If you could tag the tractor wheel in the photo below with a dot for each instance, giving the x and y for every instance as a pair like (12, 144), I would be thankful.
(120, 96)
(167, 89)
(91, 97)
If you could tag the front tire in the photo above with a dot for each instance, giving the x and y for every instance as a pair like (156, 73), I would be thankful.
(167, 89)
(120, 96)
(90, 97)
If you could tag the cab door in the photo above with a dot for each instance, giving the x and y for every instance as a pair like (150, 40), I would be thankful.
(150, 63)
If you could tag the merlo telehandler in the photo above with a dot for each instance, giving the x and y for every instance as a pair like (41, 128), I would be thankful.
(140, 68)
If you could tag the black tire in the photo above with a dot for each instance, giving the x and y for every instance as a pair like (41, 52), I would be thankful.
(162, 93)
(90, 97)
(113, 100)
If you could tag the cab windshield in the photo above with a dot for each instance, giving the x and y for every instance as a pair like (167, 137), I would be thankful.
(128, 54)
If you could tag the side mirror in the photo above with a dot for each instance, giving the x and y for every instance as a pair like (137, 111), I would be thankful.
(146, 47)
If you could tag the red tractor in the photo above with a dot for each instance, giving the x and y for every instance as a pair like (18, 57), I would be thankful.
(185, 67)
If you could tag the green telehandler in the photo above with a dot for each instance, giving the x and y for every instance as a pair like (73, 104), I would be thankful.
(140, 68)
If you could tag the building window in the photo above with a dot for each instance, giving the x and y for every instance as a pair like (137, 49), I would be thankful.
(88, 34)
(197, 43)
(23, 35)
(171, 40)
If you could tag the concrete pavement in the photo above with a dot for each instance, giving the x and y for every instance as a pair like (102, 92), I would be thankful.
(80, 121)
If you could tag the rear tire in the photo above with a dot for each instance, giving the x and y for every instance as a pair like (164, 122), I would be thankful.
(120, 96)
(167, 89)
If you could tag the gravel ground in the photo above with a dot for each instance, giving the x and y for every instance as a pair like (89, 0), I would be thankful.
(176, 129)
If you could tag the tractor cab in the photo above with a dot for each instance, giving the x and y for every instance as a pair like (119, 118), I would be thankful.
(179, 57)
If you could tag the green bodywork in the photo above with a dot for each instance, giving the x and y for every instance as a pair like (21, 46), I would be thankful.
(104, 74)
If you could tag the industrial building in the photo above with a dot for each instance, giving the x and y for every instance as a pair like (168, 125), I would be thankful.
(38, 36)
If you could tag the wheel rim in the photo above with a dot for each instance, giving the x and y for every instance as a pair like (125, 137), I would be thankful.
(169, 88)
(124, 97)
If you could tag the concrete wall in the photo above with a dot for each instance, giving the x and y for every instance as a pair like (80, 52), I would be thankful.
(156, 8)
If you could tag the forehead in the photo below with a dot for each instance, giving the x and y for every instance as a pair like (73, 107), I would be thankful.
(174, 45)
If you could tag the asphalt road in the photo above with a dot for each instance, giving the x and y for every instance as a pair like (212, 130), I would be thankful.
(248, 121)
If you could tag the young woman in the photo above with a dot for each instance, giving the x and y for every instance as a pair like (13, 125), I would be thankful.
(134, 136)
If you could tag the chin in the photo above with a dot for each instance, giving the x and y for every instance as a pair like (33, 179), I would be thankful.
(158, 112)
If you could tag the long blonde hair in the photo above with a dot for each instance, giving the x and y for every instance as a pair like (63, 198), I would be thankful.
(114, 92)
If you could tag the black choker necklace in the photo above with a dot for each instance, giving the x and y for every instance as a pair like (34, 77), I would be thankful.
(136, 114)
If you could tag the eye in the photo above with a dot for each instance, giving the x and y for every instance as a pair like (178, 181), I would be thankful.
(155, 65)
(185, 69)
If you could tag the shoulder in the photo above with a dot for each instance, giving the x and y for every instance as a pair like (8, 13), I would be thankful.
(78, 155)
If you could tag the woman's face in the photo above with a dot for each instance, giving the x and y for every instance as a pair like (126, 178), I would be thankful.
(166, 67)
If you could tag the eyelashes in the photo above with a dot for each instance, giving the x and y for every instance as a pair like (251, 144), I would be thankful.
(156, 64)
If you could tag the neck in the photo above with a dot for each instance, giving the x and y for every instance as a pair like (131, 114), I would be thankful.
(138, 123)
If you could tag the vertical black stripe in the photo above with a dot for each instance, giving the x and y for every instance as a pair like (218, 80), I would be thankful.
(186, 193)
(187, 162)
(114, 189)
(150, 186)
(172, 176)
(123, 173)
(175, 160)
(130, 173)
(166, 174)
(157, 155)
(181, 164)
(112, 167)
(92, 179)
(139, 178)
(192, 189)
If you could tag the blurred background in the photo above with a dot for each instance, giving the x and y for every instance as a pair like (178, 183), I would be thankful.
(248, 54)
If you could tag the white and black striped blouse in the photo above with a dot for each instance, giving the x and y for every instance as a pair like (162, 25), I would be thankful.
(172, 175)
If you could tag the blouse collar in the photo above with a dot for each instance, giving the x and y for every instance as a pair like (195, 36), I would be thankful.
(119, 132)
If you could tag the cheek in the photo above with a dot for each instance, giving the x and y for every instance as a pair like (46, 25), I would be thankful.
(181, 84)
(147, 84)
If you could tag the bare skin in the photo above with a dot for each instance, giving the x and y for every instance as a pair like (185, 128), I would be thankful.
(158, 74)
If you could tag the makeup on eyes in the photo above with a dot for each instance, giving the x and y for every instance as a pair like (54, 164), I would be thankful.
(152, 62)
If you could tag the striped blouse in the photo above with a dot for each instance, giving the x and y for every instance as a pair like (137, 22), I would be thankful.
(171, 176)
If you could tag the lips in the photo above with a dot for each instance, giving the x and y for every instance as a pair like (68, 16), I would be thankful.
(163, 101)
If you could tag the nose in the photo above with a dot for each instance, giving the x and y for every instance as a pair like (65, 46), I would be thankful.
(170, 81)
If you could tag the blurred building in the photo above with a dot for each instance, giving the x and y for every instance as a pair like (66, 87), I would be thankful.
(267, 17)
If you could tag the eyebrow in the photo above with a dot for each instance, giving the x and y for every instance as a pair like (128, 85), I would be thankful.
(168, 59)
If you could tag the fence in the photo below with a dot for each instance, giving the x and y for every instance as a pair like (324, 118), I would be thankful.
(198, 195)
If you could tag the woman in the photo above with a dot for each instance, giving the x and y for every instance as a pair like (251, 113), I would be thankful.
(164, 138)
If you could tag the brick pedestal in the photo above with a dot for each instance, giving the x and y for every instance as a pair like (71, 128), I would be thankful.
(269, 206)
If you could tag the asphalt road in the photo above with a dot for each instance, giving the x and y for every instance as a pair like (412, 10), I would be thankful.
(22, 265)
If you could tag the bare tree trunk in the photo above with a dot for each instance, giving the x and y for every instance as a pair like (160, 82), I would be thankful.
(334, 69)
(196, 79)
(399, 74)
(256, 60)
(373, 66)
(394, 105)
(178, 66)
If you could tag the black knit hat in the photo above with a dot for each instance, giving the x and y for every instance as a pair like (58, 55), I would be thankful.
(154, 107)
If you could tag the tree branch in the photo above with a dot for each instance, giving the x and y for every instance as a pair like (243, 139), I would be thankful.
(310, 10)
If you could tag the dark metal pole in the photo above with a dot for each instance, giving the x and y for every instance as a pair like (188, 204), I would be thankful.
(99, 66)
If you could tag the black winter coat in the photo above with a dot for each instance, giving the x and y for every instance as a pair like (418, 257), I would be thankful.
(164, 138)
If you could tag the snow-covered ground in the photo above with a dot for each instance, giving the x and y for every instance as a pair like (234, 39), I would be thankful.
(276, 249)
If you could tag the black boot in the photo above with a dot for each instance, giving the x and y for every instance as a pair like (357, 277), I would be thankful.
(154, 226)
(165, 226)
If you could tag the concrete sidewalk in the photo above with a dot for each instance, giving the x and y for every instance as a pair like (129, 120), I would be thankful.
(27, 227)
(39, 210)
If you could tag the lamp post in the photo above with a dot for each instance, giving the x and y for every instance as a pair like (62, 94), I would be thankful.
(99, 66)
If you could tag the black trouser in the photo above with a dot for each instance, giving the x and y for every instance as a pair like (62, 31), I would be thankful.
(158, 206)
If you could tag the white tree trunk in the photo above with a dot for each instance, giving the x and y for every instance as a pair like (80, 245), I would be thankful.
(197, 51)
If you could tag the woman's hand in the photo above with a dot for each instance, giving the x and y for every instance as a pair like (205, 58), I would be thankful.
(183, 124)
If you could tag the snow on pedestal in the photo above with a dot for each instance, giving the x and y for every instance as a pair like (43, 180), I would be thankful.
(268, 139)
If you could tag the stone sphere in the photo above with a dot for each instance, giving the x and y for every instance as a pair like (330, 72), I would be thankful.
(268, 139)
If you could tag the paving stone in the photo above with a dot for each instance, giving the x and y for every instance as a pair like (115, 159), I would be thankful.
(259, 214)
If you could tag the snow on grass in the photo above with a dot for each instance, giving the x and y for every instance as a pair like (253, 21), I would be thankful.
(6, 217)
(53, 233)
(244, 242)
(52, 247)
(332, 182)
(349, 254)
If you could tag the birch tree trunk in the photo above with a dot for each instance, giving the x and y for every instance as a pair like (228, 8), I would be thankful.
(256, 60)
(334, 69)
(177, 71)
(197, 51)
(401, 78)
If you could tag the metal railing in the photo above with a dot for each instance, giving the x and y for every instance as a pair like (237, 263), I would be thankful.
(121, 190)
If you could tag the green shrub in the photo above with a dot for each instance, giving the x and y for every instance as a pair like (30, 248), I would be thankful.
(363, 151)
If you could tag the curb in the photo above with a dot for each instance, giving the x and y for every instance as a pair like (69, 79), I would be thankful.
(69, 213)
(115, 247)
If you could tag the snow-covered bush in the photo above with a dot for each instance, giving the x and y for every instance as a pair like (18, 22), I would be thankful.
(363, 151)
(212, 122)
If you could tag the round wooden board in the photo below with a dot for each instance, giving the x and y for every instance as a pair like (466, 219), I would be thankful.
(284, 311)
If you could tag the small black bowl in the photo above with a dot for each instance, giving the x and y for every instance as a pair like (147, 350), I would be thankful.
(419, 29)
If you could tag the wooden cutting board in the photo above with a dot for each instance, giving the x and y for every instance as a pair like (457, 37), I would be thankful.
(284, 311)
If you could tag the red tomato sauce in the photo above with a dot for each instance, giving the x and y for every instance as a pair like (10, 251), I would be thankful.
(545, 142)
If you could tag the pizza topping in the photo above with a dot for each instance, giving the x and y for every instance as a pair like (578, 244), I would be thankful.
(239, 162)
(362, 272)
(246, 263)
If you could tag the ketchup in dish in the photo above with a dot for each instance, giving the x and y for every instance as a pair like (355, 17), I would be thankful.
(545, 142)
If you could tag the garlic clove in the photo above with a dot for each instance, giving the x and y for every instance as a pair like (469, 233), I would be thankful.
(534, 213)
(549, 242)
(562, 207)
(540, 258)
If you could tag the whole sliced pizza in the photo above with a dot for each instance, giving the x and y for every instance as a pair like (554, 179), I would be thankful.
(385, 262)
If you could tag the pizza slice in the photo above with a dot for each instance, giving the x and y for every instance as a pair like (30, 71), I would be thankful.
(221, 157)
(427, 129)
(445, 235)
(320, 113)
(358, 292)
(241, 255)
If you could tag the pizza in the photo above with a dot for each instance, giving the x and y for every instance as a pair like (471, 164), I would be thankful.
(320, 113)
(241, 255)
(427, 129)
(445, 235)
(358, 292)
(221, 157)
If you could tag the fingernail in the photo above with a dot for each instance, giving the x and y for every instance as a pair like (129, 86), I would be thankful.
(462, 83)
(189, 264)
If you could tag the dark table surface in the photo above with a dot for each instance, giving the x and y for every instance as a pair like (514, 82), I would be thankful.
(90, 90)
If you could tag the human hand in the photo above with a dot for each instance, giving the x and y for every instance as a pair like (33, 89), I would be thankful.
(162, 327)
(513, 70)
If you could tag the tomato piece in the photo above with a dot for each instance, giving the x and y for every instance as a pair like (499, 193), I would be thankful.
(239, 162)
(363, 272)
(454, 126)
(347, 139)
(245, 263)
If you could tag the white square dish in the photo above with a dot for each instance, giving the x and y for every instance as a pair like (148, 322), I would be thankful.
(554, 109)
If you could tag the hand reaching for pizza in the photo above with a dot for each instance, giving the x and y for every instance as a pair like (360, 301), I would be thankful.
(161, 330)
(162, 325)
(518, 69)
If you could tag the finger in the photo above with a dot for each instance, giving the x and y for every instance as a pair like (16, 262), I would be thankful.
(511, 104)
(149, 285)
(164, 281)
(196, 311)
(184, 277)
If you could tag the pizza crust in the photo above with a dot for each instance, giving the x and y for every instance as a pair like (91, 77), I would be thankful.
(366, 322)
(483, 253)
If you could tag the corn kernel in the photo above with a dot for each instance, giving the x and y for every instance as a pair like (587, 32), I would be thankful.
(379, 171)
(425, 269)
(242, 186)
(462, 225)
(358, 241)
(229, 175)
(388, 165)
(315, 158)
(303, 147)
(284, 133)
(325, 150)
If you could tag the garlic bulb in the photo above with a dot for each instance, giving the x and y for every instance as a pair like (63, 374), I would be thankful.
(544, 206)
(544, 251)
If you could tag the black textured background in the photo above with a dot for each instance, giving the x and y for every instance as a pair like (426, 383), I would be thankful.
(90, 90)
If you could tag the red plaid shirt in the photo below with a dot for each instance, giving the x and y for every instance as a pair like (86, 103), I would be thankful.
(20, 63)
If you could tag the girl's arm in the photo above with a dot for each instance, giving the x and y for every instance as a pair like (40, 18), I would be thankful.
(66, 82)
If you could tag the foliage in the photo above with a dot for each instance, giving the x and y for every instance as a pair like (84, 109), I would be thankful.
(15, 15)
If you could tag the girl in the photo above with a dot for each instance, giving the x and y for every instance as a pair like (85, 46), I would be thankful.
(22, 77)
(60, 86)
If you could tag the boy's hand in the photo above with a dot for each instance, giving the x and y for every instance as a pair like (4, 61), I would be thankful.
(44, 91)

..........

Description of the task: Only the lines from the one with "If you could tag the girl's" through the end of the material are wanted; copy them exactly, both ends included.

Response area:
If you could tag the girl's arm in the photo above with a dot for each instance, giving the x and y for every instance as a pair like (40, 18), I would be thankful.
(66, 82)
If you could tag the foliage in the photo above with a dot for each instance, giving the x and y for every instance as a pair like (84, 109), I would be thankful.
(15, 15)
If you could tag the girl in the photo above with a dot for each instance, giving the x and y for every instance as a pair like (85, 46), I would be thankful.
(22, 77)
(60, 86)
If you could tag the boy's hand in the photo above with a dot for each instance, giving the x and y for every instance as a pair like (4, 61), I would be thankful.
(44, 91)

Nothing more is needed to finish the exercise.